■ **GIVEN TEXT**:
*** Begin section ***
Whilst the conspiracy theory may be accurate, the more usual reasons for requests/complaints being rejected are either the complainant’s failure to follow the prescribed procedure or simple administrative incompetence by the body in question. More often than not, the complaint is not without merit but is just defeated by a failure to understand and work within the required process.

Complaints and risk of defamation action

When pursuing a legitimate complaint, even a strongly-worded one, the complainant is generally protected against defamation action from the subject of the complaint. This is known as the defence of qualified privilege.

However, it’s important to note that other people who repeat the complaint in public elsewhere (on social media, for example), will not be covered by privilege and therefore may be at risk of legal action.


The statutory route

In cases where there is a statutory regime in force (such as FOIA requests) once the internal process has been exhausted, the next step is to appeal to the First-Tier Tribunal (see BRIEFING NOTE below).

Judicial review

In other types of cases, where a full internal appeal process has been completed and the matter remains unresolved, the complainant can apply to the High Court for a judicial review of the decision of the relevant body. If possible, it is wise to seek professional advice at this stage.

Judicial review is a complex, often lengthy and potentially expensive process. It is not possible to take this route until the full internal procedure of the relevant body has been exhausted. Missing out any of the earlier stages means that the application will be rejected. Judicial review is not automatic as of right and strict criteria must be fulfilled.

The first stage is to apply to a High Court judge for permission to launch proceedings. The judge will consider the merits of the case and either grant or refuse permission. Many applications fail at this stage as the threshold has become much higher in recent years in order to reduce the previously increasing number of unmeritorious applications. If permission is granted then the case can proceed.





The briefing note

In 2015, I was asked by two journalists for advice on making a request for information under the FOIA process. I drafted a briefing note on the workings of the English Information Commissioner’s Office (ICO) and the regime relating to FOIA requests. I published the original briefing note in a post from 2015.

A number of recent events in the world of ME campaigning demonstrate that both FOIA requests and complaints procedures can present major challenges. It occurred to me that it might be helpful to publish an updated version of the briefing note to assist anyone who is considering making a request for information under FOIA.

Given the similarity of the basic steps under both statutory and non-statutory regimes, it might also be of use to anyone considering making a complaint to a public or private body or institution.





The English Information Commissioner’s Office and the Freedom of Information Act (FOIA) regime


The ICO: background information

The Information Commissioner’s Office (ICO) is overseen by the Information Commissioner (IC). Some of the IC’s powers (such as drafting decision notices) can be delegated to employees or other agents.

The ICO is a public body and independent regulator. The IC is charged with overseeing both access to information under the Freedom of Information Act and the protection of personal information under the Data Protection Act. This dual responsibility creates a joint function and – arguably – the potential for a conflict of interest, although that rarely seems to occur in practice.
*** End section ***
■ **DATA FOR REVIEW**:
*** Begin section ***
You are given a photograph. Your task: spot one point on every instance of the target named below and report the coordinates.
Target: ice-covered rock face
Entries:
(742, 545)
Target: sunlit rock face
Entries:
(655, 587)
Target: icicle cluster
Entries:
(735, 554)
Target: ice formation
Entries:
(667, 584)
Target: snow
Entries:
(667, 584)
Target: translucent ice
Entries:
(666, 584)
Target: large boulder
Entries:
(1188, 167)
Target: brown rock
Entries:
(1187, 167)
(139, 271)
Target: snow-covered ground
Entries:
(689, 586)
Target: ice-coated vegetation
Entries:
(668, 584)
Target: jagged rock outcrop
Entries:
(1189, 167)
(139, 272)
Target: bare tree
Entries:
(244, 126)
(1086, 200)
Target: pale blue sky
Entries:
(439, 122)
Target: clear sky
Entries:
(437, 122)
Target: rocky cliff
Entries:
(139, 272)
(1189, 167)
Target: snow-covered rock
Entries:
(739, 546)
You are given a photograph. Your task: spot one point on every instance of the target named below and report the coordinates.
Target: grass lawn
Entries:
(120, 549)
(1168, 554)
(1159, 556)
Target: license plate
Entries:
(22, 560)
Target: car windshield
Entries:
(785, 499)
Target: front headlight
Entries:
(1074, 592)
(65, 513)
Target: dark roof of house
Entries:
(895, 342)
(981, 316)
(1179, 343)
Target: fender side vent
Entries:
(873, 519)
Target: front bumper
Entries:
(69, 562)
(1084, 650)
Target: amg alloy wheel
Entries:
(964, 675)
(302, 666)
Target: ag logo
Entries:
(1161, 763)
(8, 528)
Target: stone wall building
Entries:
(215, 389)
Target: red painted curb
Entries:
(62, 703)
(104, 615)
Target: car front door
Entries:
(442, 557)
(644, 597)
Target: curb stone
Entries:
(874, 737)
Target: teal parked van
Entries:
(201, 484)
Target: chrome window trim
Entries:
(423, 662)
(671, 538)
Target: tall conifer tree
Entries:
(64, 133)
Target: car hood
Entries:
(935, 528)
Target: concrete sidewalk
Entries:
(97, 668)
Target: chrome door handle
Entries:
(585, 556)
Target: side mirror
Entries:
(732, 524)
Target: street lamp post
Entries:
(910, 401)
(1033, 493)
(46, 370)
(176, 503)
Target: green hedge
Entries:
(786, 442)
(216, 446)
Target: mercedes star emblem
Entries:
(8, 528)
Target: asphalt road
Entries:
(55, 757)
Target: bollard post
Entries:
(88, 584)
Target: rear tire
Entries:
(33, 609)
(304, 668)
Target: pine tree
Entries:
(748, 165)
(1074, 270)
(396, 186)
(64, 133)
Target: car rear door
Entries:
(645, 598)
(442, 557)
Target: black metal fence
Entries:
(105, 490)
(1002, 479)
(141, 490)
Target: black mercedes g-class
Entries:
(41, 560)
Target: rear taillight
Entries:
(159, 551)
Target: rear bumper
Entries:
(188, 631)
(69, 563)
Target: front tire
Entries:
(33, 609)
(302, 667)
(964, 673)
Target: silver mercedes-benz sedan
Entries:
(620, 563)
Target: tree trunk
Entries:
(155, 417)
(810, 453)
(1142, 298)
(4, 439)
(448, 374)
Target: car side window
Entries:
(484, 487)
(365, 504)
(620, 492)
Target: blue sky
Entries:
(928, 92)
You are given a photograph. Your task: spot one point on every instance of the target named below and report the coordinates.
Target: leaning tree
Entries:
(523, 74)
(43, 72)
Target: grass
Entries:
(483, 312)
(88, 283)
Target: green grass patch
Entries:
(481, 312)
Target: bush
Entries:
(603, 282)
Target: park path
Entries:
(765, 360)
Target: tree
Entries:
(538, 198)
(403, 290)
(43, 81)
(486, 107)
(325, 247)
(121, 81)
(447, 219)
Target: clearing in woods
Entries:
*** End section ***
■ **ACTIVITIES**:
(1) Condense the paragraph of the passage on complaints and FOIA requests that begins "Judicial review is a complex" into a bulleted list that keeps its main facts.
(2) Reproduce word for word the section of the passage on complaints and FOIA requests from "A number of" to "body or institution.".

■ **ANSWERS TO EACH TASK**:
(1)
- Judicial review is complex, often lengthy and potentially expensive.
- It can be pursued only after the relevant body's full internal procedure has been exhausted.
- Skipping any earlier stage means the application will be rejected.
- It is not automatic as of right, and strict criteria must be met.

(2)
A number of recent events in the world of ME campaigning demonstrate that both FOIA requests and complaints procedures can present major challenges. It occurred to me that it might be helpful to publish an updated version of the briefing note to assist anyone who is considering making a request for information under FOIA.

Given the similarity of the basic steps under both statutory and non-statutory regimes, it might also be of use to anyone considering making a complaint to a public or private body or institution.